((

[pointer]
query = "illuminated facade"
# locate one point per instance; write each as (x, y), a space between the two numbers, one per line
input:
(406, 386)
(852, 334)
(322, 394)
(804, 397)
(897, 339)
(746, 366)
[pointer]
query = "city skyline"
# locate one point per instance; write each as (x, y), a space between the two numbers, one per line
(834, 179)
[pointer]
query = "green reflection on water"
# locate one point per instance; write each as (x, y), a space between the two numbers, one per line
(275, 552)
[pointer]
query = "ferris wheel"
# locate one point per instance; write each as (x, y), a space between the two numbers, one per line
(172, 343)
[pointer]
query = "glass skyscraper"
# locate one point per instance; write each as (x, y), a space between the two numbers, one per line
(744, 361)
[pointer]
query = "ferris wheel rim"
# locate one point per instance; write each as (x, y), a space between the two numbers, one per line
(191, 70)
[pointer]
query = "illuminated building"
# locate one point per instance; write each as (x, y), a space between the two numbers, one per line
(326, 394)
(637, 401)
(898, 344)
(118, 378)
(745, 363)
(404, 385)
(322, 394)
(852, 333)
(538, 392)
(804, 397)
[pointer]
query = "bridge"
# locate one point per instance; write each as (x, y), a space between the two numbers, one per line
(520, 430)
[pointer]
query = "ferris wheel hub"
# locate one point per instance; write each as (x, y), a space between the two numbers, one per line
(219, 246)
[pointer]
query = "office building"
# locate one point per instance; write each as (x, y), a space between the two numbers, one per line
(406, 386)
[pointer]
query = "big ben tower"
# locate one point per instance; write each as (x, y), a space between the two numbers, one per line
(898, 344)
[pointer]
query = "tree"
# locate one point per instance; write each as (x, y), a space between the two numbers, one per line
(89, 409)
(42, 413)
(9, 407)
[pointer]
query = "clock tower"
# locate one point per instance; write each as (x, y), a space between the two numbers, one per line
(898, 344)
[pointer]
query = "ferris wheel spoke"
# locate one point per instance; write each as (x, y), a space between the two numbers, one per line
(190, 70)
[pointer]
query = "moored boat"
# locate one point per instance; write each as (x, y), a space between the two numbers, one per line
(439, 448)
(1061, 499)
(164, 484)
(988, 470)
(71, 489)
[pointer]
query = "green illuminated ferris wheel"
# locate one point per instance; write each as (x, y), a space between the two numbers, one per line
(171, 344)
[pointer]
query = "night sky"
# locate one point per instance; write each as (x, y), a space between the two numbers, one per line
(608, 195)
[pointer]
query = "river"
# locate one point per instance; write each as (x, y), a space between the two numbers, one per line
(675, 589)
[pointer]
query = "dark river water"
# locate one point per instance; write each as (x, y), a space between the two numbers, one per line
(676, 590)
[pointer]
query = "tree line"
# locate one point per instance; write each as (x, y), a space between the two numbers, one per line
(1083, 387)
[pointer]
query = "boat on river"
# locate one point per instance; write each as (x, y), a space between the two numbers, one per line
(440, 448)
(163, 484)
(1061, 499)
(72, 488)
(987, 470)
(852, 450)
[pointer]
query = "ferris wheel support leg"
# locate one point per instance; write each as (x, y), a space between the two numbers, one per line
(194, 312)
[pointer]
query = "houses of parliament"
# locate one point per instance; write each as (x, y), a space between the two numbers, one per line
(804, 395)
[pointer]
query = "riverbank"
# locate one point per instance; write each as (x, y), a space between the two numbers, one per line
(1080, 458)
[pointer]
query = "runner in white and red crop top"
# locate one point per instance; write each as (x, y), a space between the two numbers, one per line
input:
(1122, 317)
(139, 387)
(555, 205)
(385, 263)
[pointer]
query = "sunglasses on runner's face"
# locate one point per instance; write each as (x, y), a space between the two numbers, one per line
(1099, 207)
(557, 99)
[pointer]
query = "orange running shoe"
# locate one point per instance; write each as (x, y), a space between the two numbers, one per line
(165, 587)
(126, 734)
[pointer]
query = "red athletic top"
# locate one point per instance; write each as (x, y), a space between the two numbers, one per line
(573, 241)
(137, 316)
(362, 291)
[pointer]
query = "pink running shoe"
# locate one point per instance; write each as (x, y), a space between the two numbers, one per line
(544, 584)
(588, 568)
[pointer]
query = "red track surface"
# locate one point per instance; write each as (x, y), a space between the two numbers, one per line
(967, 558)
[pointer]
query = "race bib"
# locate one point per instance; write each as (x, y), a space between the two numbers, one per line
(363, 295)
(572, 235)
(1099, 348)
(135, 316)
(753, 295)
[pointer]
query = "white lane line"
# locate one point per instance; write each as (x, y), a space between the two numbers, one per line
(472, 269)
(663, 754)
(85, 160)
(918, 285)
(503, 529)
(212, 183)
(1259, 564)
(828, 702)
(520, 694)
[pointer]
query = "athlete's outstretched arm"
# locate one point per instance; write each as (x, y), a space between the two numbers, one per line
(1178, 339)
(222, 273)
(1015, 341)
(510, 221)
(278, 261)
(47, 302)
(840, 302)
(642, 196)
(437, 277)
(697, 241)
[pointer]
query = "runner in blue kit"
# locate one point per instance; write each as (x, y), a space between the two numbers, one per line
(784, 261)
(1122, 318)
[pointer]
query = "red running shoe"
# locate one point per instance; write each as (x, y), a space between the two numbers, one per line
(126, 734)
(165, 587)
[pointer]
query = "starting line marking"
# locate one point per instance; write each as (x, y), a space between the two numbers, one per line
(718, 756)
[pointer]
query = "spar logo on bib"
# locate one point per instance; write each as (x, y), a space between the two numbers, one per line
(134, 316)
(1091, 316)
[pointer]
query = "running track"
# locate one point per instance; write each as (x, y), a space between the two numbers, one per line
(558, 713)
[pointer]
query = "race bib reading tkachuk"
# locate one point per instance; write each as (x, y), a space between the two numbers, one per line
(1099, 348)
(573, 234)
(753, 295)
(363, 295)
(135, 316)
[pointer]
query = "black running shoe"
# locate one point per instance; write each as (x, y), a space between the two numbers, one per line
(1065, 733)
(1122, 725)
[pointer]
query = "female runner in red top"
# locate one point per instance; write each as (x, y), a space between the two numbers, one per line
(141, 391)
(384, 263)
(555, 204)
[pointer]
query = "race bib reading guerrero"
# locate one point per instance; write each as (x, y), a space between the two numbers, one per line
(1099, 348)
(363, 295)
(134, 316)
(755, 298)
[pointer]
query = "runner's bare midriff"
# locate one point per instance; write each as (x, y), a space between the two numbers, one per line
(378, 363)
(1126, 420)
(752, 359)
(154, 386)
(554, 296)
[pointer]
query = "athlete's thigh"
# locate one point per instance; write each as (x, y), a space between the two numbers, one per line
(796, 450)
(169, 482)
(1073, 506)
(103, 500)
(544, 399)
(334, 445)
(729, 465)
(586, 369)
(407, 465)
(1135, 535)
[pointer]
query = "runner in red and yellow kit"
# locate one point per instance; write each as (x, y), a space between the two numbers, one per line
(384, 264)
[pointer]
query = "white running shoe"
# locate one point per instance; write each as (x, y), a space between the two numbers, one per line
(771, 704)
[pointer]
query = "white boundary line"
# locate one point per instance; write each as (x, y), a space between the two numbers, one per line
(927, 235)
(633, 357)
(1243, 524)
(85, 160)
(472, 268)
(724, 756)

))

▸ Try it: Identify and extract each line of the listing that contains "running".

▸ Exercise response:
query = "orange running shoe"
query = "pink running shoe"
query = "red running shoe"
query = "running track"
query = "black running shoe"
query = "white running shoe"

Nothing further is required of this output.